### Page extract
This article introduces several common techniques that can improve the explainability of machine learning models, including their relative advantages and disadvantages. We categorize them into the following:
- Partial Dependence Plot (PDP);
- Individual Conditional Expectation (ICE)
- Permuted Feature Importance
- Global Surrogate
- Local Surrogate (LIME)
- Shapley Value (SHAP)
Six Major Explainability Techniques
01
Partial Dependence Plot (PDP)
PDP was invented over a decade ago, and it can show the marginal effect of one or two features on the predictions of a machine learning model. It can help researchers determine how model predictions change when many features are adjusted.
In the above figure, the axes represent the values of the features, and the axes represent the predicted values. The solid line in the shaded area shows how the average prediction changes with the values. PDP can intuitively display the average marginal effect, but it may hide heterogeneous effects.
- For example, one feature may be positively correlated with predictions for half of the data and negatively correlated with the other half. Therefore, the PDP plot will just be a horizontal line.
02
Individual Conditional Expectation (ICE)
ICE is very similar to PDP, but unlike PDP, which plots the average case, ICE shows the situation for each instance. ICE can help us explain how the model’s predictions change when a specific feature changes.
As shown in the figure, unlike PDP, the ICE curve can reveal heterogeneous relationships. However, its biggest problem is that it cannot easily see the average effect like PDP, so it may be considered to use both together.
03
Permuted Feature Importance
Permuted Feature Importance defines feature importance by observing the change in model prediction error after shuffling feature values. In other words, Permuted Feature Importance helps define the extent to which features in the model contribute to the final prediction.
As shown in the figure, feature f2 is at the top of the features and has the most significant impact on model error, while f1 has almost no impact on the model after shuffling, and the remaining features contribute negatively to the model.
04
Global Surrogate
The Global Surrogate method employs a different approach. It approximates the predictions of a black-box model by training an interpretable model.
- First, we use the trained black-box model to predict the dataset;
- Then we train an interpretable model on that dataset and predictions.
The trained interpretable model can approximate the original model, and all we need to do is explain that model.
- Note: The surrogate model can be any interpretable model: linear models, decision trees, human-defined rules, etc.
Using an interpretable model to approximate a black-box model introduces additional error, but the additional error can be measured by R-squared.
- Since the surrogate model is trained only based on the predictions of the black-box model and not the true results, the global surrogate model can only explain the black-box model and not the data.
######
### Collected data
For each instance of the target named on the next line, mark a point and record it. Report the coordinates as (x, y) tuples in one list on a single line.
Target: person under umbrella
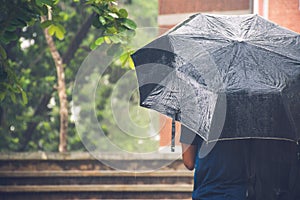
######
### Set of tasks
1: Transcribe the explainability article from "As shown in the figure, feature" down to "dataset and predictions.".
2: Please pick up the explainability article after its last sentence and continue writing it.
The material isn't needed for anything here.

### Responses
1:
As shown in the figure, feature f2 is at the top of the features and has the most significant impact on model error, while f1 has almost no impact on the model after shuffling, and the remaining features contribute negatively to the model.
04
Global Surrogate
The Global Surrogate method employs a different approach. It approximates the predictions of a black-box model by training an interpretable model.
- First, we use the trained black-box model to predict the dataset;
- Then we train an interpretable model on that dataset and predictions.

2:
05
Local Surrogate (LIME)
LIME (Local Interpretable Model-agnostic Explanations) differs from the global surrogate because it does not attempt to explain the entire model. Instead, it trains interpretable models to approximate individual predictions. LIME tries to understand how predictions change when we perturb the data samples.
The image on the left is divided into interpretable parts. Then, LIME generates a dataset of perturbed instances by “turning off” some interpretable components (in this case, making them gray). For each perturbed instance, the trained model can be used to obtain the probability of the tree frog being present in the image, and then a locally weighted linear model is learned on that dataset. Finally, the components with the highest positive weights are used as explanations.
06
Shapley Value (SHAP)
The concept of Shapley Value comes from game theory. We can explain predictions by assuming that each feature value of an instance is a “player” in the game. The contribution of each player is measured by adding and removing players from all subsets of the remaining players. A player’s Shapley Value is the weighted sum of all their contributions. Shapley values are additive and locally accurate. If you sum the Shapley values of all features and add the baseline value, which is the average prediction, you will get the accurate prediction value. This is a feature that many other methods do not have.
This figure shows the Shapley values for each feature, representing the contribution of moving the model result from the baseline value to the final prediction. Red indicates a positive contribution, while blue indicates a negative contribution.
Conclusion
The explainability of machine learning models is a very active and important research area in machine learning. In this article, we introduced six commonly used algorithms for understanding machine learning models. You can use them according to your practical scenarios.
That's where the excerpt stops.